• [TASK DESCRIPTION] Line by line, reproduce the records exactly.

• [GIVEN RECORDS]
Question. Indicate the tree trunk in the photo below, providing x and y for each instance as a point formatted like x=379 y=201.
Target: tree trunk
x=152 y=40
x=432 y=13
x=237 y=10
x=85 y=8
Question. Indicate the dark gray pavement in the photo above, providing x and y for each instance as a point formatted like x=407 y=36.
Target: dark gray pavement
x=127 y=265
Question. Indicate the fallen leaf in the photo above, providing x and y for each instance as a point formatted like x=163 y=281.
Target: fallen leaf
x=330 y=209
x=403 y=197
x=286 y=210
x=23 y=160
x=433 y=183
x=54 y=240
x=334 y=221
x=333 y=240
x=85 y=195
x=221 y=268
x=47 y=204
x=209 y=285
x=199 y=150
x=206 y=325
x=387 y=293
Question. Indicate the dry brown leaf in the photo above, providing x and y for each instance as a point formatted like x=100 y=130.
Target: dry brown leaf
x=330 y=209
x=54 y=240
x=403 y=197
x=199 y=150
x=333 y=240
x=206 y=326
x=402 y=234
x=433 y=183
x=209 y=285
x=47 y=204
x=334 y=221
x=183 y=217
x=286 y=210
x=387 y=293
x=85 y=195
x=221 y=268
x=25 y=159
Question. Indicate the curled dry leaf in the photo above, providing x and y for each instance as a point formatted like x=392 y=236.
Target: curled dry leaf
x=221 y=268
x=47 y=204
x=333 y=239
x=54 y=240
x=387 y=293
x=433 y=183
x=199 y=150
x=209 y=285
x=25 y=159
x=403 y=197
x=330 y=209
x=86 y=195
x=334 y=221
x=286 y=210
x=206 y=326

• [TASK ANSWER]
Question. Indicate the tree trunk in the photo below, providing x and y for each instance as a point formatted like x=379 y=201.
Target: tree trunk
x=152 y=40
x=432 y=13
x=237 y=10
x=85 y=8
Question. Indicate the dark gray pavement in the photo above, providing x and y for each instance as a point formatted like x=407 y=36.
Target: dark gray pavement
x=127 y=265
Question. Indicate the fallen leaf in the photo above, providing x and y for each instance as a point formatted like x=163 y=281.
Target: fallen leaf
x=330 y=209
x=403 y=197
x=286 y=210
x=23 y=160
x=433 y=183
x=54 y=240
x=334 y=221
x=333 y=240
x=85 y=195
x=221 y=268
x=47 y=204
x=209 y=285
x=199 y=150
x=206 y=325
x=387 y=293
Question. Indicate the dry brown leaf in the photo above, providing x and y for each instance as a point formatted like x=100 y=130.
Target: dry brown leaf
x=330 y=209
x=54 y=240
x=403 y=197
x=199 y=150
x=333 y=240
x=206 y=326
x=402 y=234
x=433 y=183
x=209 y=285
x=47 y=204
x=334 y=221
x=183 y=217
x=286 y=210
x=387 y=293
x=85 y=195
x=221 y=268
x=25 y=159
Question. Indicate the curled dry leaf in the photo above, providing x and y for each instance as a point formatted like x=392 y=236.
Target: curled dry leaf
x=221 y=268
x=47 y=204
x=333 y=239
x=54 y=240
x=387 y=293
x=433 y=183
x=199 y=150
x=209 y=285
x=25 y=159
x=403 y=197
x=330 y=209
x=86 y=195
x=334 y=221
x=286 y=210
x=206 y=326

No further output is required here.